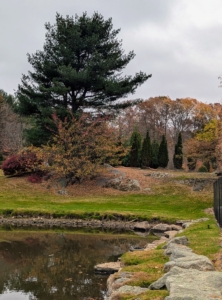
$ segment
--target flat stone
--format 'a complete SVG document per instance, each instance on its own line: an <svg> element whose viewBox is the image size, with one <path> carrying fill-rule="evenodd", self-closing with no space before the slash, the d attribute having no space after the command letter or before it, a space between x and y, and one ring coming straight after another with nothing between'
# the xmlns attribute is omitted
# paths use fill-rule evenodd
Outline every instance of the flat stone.
<svg viewBox="0 0 222 300"><path fill-rule="evenodd" d="M134 224L134 230L136 231L148 231L150 230L150 224L147 221L144 222L137 222Z"/></svg>
<svg viewBox="0 0 222 300"><path fill-rule="evenodd" d="M165 231L165 236L168 237L169 239L172 239L176 234L177 234L176 230Z"/></svg>
<svg viewBox="0 0 222 300"><path fill-rule="evenodd" d="M170 227L171 227L171 230L176 230L176 231L180 231L182 229L182 226L175 225L175 224L170 225Z"/></svg>
<svg viewBox="0 0 222 300"><path fill-rule="evenodd" d="M188 239L186 236L179 236L171 239L164 247L163 249L166 249L170 244L180 244L180 245L188 245Z"/></svg>
<svg viewBox="0 0 222 300"><path fill-rule="evenodd" d="M215 268L208 257L204 255L197 255L190 252L191 255L179 257L171 260L164 265L164 271L168 272L173 267L177 266L183 269L195 269L199 271L214 271Z"/></svg>
<svg viewBox="0 0 222 300"><path fill-rule="evenodd" d="M96 273L100 274L112 274L118 272L121 269L121 262L108 262L104 264L98 264L94 266Z"/></svg>
<svg viewBox="0 0 222 300"><path fill-rule="evenodd" d="M112 295L108 298L108 300L117 299L116 297L121 294L131 294L137 296L147 291L148 291L147 288L141 288L139 286L123 285L119 289L117 289L114 293L112 293Z"/></svg>
<svg viewBox="0 0 222 300"><path fill-rule="evenodd" d="M160 224L153 226L152 233L161 233L161 232L165 232L168 230L171 230L170 225L160 223Z"/></svg>
<svg viewBox="0 0 222 300"><path fill-rule="evenodd" d="M170 260L180 257L186 257L193 254L193 250L184 245L170 244L164 251L164 254L170 256Z"/></svg>

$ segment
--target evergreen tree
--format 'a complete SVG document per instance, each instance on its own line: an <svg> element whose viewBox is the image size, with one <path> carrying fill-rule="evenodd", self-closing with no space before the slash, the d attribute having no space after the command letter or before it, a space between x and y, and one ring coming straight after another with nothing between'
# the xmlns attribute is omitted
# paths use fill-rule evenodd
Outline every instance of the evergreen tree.
<svg viewBox="0 0 222 300"><path fill-rule="evenodd" d="M165 135L163 135L160 143L159 153L158 153L159 166L162 168L166 168L168 165L168 161L169 161L169 157L168 157L168 149L167 149L167 140Z"/></svg>
<svg viewBox="0 0 222 300"><path fill-rule="evenodd" d="M158 154L159 154L159 144L154 139L151 144L151 163L150 163L151 168L157 169L159 167Z"/></svg>
<svg viewBox="0 0 222 300"><path fill-rule="evenodd" d="M141 134L135 129L130 138L131 149L129 153L129 165L131 167L140 166L141 141Z"/></svg>
<svg viewBox="0 0 222 300"><path fill-rule="evenodd" d="M108 113L129 106L115 101L134 93L151 77L143 72L122 76L135 54L124 53L117 39L120 29L113 29L111 18L104 20L97 12L92 17L57 14L56 23L46 23L45 28L43 50L28 54L32 71L23 75L17 92L17 112L34 116L40 133L47 130L45 123L54 111L63 118L68 109Z"/></svg>
<svg viewBox="0 0 222 300"><path fill-rule="evenodd" d="M141 150L141 166L149 167L151 163L151 142L150 135L147 131L146 137L143 140L142 150Z"/></svg>
<svg viewBox="0 0 222 300"><path fill-rule="evenodd" d="M183 141L181 132L178 135L178 140L175 145L173 164L176 169L182 169L183 165Z"/></svg>

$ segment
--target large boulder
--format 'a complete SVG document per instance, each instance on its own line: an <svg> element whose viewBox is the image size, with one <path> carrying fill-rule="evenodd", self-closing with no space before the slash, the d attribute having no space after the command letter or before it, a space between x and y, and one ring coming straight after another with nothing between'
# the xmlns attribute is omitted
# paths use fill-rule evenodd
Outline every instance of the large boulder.
<svg viewBox="0 0 222 300"><path fill-rule="evenodd" d="M164 265L164 271L168 272L173 267L180 267L183 269L196 269L199 271L214 271L214 266L208 257L204 255L197 255L190 252L190 255L179 257L167 262Z"/></svg>

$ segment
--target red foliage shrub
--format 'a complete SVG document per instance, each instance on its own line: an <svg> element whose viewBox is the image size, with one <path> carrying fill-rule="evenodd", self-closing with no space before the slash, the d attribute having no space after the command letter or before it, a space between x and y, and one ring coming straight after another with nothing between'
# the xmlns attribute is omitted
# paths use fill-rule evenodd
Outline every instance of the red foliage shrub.
<svg viewBox="0 0 222 300"><path fill-rule="evenodd" d="M26 152L16 154L2 163L2 170L4 175L21 175L35 170L39 161L35 153Z"/></svg>

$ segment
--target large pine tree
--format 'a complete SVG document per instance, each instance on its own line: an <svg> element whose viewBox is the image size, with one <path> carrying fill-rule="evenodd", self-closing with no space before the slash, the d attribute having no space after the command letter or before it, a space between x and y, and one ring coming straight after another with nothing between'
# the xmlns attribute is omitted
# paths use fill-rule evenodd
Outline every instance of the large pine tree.
<svg viewBox="0 0 222 300"><path fill-rule="evenodd" d="M111 18L104 20L97 12L92 17L57 14L56 23L46 23L45 28L43 50L28 54L32 71L23 75L17 92L17 111L34 116L35 131L42 133L50 126L48 118L54 111L65 116L67 109L107 113L127 106L115 101L151 77L143 72L122 75L135 54L124 53L117 39L120 29L113 29Z"/></svg>
<svg viewBox="0 0 222 300"><path fill-rule="evenodd" d="M151 142L150 142L150 135L147 131L146 137L143 140L142 150L141 150L141 166L149 167L151 163Z"/></svg>
<svg viewBox="0 0 222 300"><path fill-rule="evenodd" d="M183 165L183 141L181 132L178 135L178 140L175 145L173 164L176 169L182 169Z"/></svg>
<svg viewBox="0 0 222 300"><path fill-rule="evenodd" d="M159 153L158 153L159 166L162 168L166 168L168 165L168 161L169 161L169 157L168 157L167 140L165 135L163 135L160 143Z"/></svg>

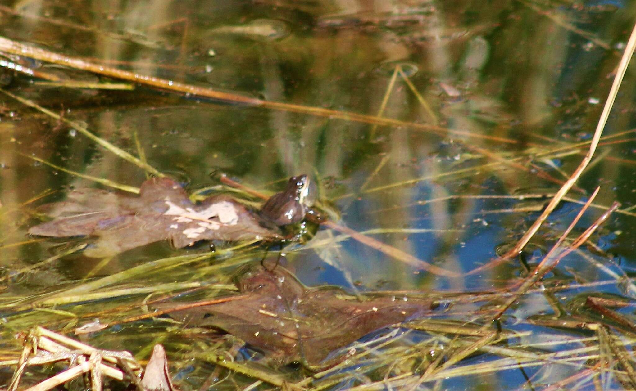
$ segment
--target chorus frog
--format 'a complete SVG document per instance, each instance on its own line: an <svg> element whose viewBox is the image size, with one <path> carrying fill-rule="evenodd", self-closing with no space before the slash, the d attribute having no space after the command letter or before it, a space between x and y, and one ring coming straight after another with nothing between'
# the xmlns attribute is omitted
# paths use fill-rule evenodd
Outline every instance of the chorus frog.
<svg viewBox="0 0 636 391"><path fill-rule="evenodd" d="M260 215L277 226L301 221L315 200L315 186L306 175L289 178L285 191L270 197Z"/></svg>

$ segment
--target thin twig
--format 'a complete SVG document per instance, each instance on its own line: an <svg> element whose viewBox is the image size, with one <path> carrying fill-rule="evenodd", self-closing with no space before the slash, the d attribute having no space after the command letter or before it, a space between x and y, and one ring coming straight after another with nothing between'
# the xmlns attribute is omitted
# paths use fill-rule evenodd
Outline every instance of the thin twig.
<svg viewBox="0 0 636 391"><path fill-rule="evenodd" d="M574 170L570 178L568 179L561 188L558 189L556 194L555 195L555 196L548 204L548 206L546 207L545 210L541 215L538 219L537 219L537 220L534 222L534 224L532 224L530 229L528 230L525 234L523 235L517 244L511 250L504 254L500 258L495 259L494 261L489 262L483 266L471 270L469 272L469 275L480 273L485 269L493 268L497 264L511 259L518 255L522 249L523 249L523 247L525 247L525 245L530 241L530 238L532 238L532 237L534 236L534 234L537 233L539 228L541 226L541 224L543 224L543 222L548 218L548 216L552 213L552 211L555 210L556 205L558 205L559 202L561 202L563 196L565 196L570 189L574 186L574 184L576 183L579 178L581 177L581 174L583 174L583 171L588 167L588 165L590 164L590 161L591 160L592 156L594 156L594 153L596 151L597 147L598 145L598 141L600 140L600 136L602 134L603 130L605 128L605 125L607 122L607 118L609 117L609 113L612 110L612 106L614 105L614 102L616 99L616 95L618 94L618 90L621 86L621 83L623 81L623 76L625 75L625 72L627 71L627 66L629 65L630 60L632 58L632 55L633 54L635 48L636 48L636 25L634 25L633 29L632 31L632 35L630 36L630 39L625 48L625 51L623 53L623 57L621 58L621 62L619 63L618 71L616 72L616 76L614 78L614 83L612 83L612 88L609 90L609 95L607 97L607 100L605 102L605 106L603 107L603 112L601 113L600 118L598 120L598 123L597 125L596 130L594 132L594 136L592 137L591 141L590 144L590 149L583 158L583 160L581 161L579 167L576 168L576 170Z"/></svg>

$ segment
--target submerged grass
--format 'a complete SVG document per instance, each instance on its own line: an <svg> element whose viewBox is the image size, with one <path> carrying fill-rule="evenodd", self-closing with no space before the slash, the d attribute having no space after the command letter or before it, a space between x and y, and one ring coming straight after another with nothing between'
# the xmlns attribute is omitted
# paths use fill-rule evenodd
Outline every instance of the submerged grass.
<svg viewBox="0 0 636 391"><path fill-rule="evenodd" d="M523 4L527 4L523 2ZM533 9L535 9L533 8ZM60 55L43 51L24 44L19 44L6 39L0 41L2 46L8 51L24 51L28 49L28 53L34 58L61 61ZM618 205L609 207L593 203L597 193L581 201L569 198L565 194L573 188L580 178L582 173L589 168L592 157L597 147L600 145L602 140L608 140L601 137L605 123L609 116L612 104L618 91L620 81L625 75L629 58L636 46L636 27L627 44L627 47L621 62L616 78L604 109L601 118L598 121L596 132L591 141L588 143L559 146L555 148L545 147L541 152L526 151L516 154L512 157L500 155L481 147L467 147L467 149L478 153L480 157L487 157L496 160L496 162L482 164L468 168L457 168L447 172L434 172L430 175L415 179L398 180L393 183L370 188L378 175L389 161L388 157L380 160L375 168L364 181L359 191L341 195L340 199L368 195L372 193L385 192L398 187L412 185L424 181L439 180L452 176L460 177L462 175L474 175L480 171L489 171L497 169L502 165L522 168L539 175L536 170L528 168L519 163L529 156L553 158L556 154L566 151L570 153L578 151L577 148L589 145L589 149L583 160L574 172L570 175L562 187L556 191L544 194L525 194L522 195L447 195L434 197L426 200L417 201L411 205L426 205L451 200L467 199L477 200L505 198L507 200L522 200L531 197L551 197L548 205L535 221L535 223L526 230L524 234L507 253L497 259L480 267L469 271L469 275L483 273L490 268L501 264L502 261L509 261L516 259L523 252L524 247L535 237L539 228L555 210L557 205L563 200L572 203L584 205L584 208L574 219L570 226L562 233L556 241L553 249L544 257L547 264L538 264L534 270L526 267L523 274L525 278L511 278L504 280L508 287L499 289L494 292L472 292L465 290L448 290L446 292L427 293L436 299L435 305L441 309L450 308L447 311L439 310L431 315L431 319L420 319L404 323L389 328L371 336L369 339L360 341L345 348L347 358L330 368L321 369L300 367L295 369L289 368L268 367L263 366L258 360L245 360L247 355L258 355L249 349L241 349L241 354L236 348L236 341L231 338L223 338L209 336L208 330L188 329L176 321L167 319L149 320L151 318L163 315L161 312L153 312L149 309L149 304L157 301L166 300L174 296L184 296L186 298L195 298L197 299L206 300L206 304L212 304L228 300L240 299L235 296L236 287L230 284L230 274L226 270L235 270L238 267L258 262L265 257L267 251L256 245L256 242L240 243L236 245L215 248L214 251L193 250L191 254L169 256L151 261L144 260L143 263L128 267L110 275L93 277L99 275L100 270L105 264L115 262L114 259L107 259L102 263L97 264L84 275L85 279L69 281L64 286L56 287L53 290L38 292L36 294L19 294L13 293L11 296L0 296L0 313L2 314L4 327L0 331L0 336L3 338L5 348L0 351L0 368L15 366L18 362L22 348L18 341L12 339L11 333L15 331L24 331L34 326L46 326L64 332L70 331L79 326L83 320L99 317L103 323L111 326L117 325L120 329L127 327L135 328L135 336L123 334L121 338L109 331L102 331L93 336L95 343L104 345L109 348L125 346L127 338L139 338L142 340L143 347L135 352L139 355L145 356L149 352L154 343L161 342L165 344L170 352L170 364L176 368L183 368L186 363L192 362L194 359L197 363L196 370L209 376L223 373L227 375L225 381L216 383L216 387L219 389L227 388L233 389L265 388L274 387L287 390L325 390L329 388L347 388L350 390L381 390L391 387L399 387L406 390L424 389L425 387L445 387L444 382L453 379L471 379L471 376L478 376L480 379L494 379L488 376L501 374L507 371L523 373L526 381L523 387L529 389L535 388L535 382L542 385L542 376L551 374L545 368L548 364L558 366L562 371L563 376L558 381L552 381L553 385L544 389L552 389L556 387L570 387L576 383L577 387L589 387L590 384L605 385L616 384L613 379L625 388L636 387L636 369L634 359L631 355L636 340L632 337L633 327L631 319L618 312L609 308L611 307L607 302L601 301L594 297L594 294L586 293L586 305L582 306L583 311L570 311L565 313L567 308L561 306L558 301L550 295L555 292L571 290L563 294L574 294L577 289L592 286L589 285L574 284L567 286L559 285L558 280L550 280L546 282L542 278L546 273L557 266L558 262L567 254L575 252L578 247L588 240L590 235L600 224L606 220L609 214L616 210ZM11 49L10 50L8 49ZM38 57L39 56L39 57ZM96 71L94 64L88 64L81 59L71 58L66 63L74 64L79 68ZM81 65L81 66L80 66ZM94 65L94 66L93 66ZM116 69L106 69L102 74L134 79L142 82L143 75L129 74ZM252 99L235 94L222 93L209 89L193 90L194 87L182 83L172 83L169 86L162 79L155 80L157 85L162 88L181 92L194 92L195 93L205 96L213 96L224 100L236 102L257 104L274 110L283 110L302 113L317 116L328 116L344 119L347 121L358 121L373 124L371 134L375 135L377 132L377 126L404 125L415 128L428 129L433 132L449 132L451 134L467 135L465 132L452 132L448 129L440 129L436 127L418 125L411 123L398 120L389 120L382 118L386 105L395 88L396 78L400 76L406 83L410 90L416 95L417 100L429 114L434 124L438 123L436 114L427 104L422 95L418 92L413 83L402 72L398 66L395 69L389 82L389 87L384 95L380 105L380 109L375 117L347 113L321 107L301 106L276 102ZM127 76L127 77L124 77ZM176 87L178 87L176 88ZM2 90L2 92L30 107L46 114L46 115L62 121L88 137L97 144L112 152L115 155L132 163L143 169L146 173L161 176L163 174L148 163L146 154L137 136L134 136L135 145L139 158L137 158L124 151L122 148L104 140L88 131L86 127L70 121L52 111L42 107L32 100L22 98L16 94ZM207 94L207 95L205 94ZM623 132L623 135L633 133L633 130ZM499 137L483 137L485 139L508 142L509 140ZM619 141L623 142L623 141ZM465 144L464 144L464 146ZM559 155L562 156L562 155ZM39 158L27 156L38 161L45 163L56 170L75 175L88 180L94 181L102 185L110 186L132 193L139 193L139 189L134 186L121 184L108 179L92 175L81 174L64 167L53 165ZM554 181L551 177L544 179ZM230 188L238 186L238 184L222 177L222 181ZM233 191L242 194L257 198L263 195L241 185L237 189L228 187L207 188L195 191L193 197L200 199L202 194L208 191ZM598 191L598 189L597 190ZM394 211L406 207L403 205L396 206L390 210L378 209L377 213L384 213L389 210ZM574 240L568 238L569 234L574 228L583 212L589 207L596 207L605 210L597 220L590 225L590 228ZM508 209L504 210L509 210ZM509 210L511 210L510 209ZM617 212L625 216L636 216L630 209L616 210ZM4 214L4 210L2 212ZM457 216L461 216L457 214ZM408 235L435 233L443 235L449 233L460 231L453 229L424 229L424 228L378 228L362 231L357 231L342 224L333 221L322 222L322 228L330 231L331 237L322 240L310 242L307 245L298 247L290 253L314 250L317 251L328 246L343 242L350 238L354 238L359 243L368 248L375 249L389 256L389 258L397 259L410 266L414 266L418 272L427 270L436 275L438 278L446 278L453 282L464 277L460 273L443 268L431 263L425 262L401 248L383 243L380 240L371 238L369 235L401 234ZM545 229L545 228L544 228ZM550 234L556 234L551 231ZM556 235L558 236L558 235ZM3 245L0 250L10 248L21 248L31 245L34 241L15 242ZM17 268L11 273L3 276L0 282L12 282L20 278L21 275L32 273L45 268L52 263L60 259L81 250L86 246L82 244L57 255L48 257L34 264ZM283 251L283 250L282 250ZM556 252L556 254L555 254ZM275 252L270 251L270 254ZM584 258L585 255L581 254ZM599 266L600 267L600 266ZM620 270L620 268L619 268ZM221 271L223 270L223 272ZM621 284L626 287L625 289L633 294L635 288L628 278L628 275L621 270L622 274L611 269L605 269L615 280L603 282L602 284ZM90 278L89 278L90 277ZM170 282L169 282L168 280ZM351 281L353 282L352 279ZM598 284L600 284L598 282ZM536 285L541 284L539 288ZM517 289L516 287L519 287ZM573 293L574 292L574 293ZM411 297L418 297L422 292L358 292L358 299L365 299L374 294L391 295L396 299L407 301ZM232 296L235 295L235 296ZM537 316L532 319L525 318L522 314L517 317L518 322L525 325L541 325L544 326L544 334L539 333L539 329L532 331L519 332L515 329L516 325L502 324L502 317L505 315L511 317L517 314L511 308L520 301L532 300L536 298L544 299L554 305L556 308L555 313L546 316ZM612 303L615 304L615 303ZM602 316L598 316L599 314ZM296 320L297 321L297 320ZM574 334L583 334L588 336L573 338L563 337L558 331L551 332L548 327L559 327L562 330L567 330ZM509 327L508 329L506 327ZM163 327L165 332L158 329ZM238 344L240 346L240 344ZM11 356L13 356L11 357ZM205 373L202 368L203 363L207 362L218 366L223 369L215 369L211 374ZM539 369L537 369L539 368ZM196 371L195 370L195 371ZM534 371L528 375L527 371ZM566 376L567 375L567 376ZM255 382L254 380L257 381ZM201 383L202 382L200 382ZM184 381L183 387L191 385ZM598 388L598 387L597 387Z"/></svg>

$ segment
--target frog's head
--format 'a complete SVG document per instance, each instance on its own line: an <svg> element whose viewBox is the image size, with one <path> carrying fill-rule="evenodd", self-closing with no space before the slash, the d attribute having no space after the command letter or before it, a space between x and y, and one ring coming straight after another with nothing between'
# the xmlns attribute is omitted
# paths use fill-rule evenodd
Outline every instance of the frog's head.
<svg viewBox="0 0 636 391"><path fill-rule="evenodd" d="M311 207L316 199L315 184L307 175L299 175L289 178L285 193L294 195L294 199L305 207Z"/></svg>

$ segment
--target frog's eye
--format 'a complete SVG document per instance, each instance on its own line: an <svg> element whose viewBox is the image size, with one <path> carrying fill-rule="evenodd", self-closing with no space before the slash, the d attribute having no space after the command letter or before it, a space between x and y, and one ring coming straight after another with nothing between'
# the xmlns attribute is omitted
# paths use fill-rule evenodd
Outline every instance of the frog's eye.
<svg viewBox="0 0 636 391"><path fill-rule="evenodd" d="M318 194L318 189L313 181L307 178L300 193L300 200L303 205L310 207L314 205Z"/></svg>

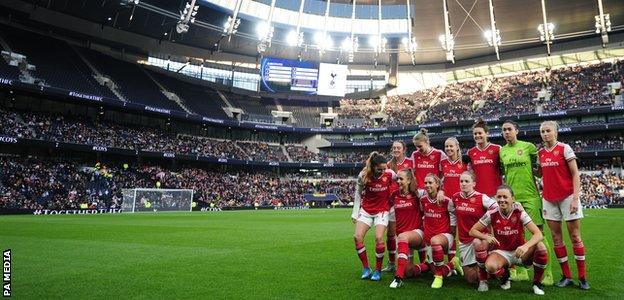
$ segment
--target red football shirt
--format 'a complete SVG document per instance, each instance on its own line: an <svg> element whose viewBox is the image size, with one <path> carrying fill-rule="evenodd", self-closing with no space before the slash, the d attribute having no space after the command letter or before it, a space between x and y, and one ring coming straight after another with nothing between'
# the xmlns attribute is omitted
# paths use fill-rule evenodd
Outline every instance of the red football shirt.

● The exercise: Find each line in the material that contains the word "shirt" and copy those lines.

● Result for this task:
--target red football shirt
Outline every instance of the red football shirt.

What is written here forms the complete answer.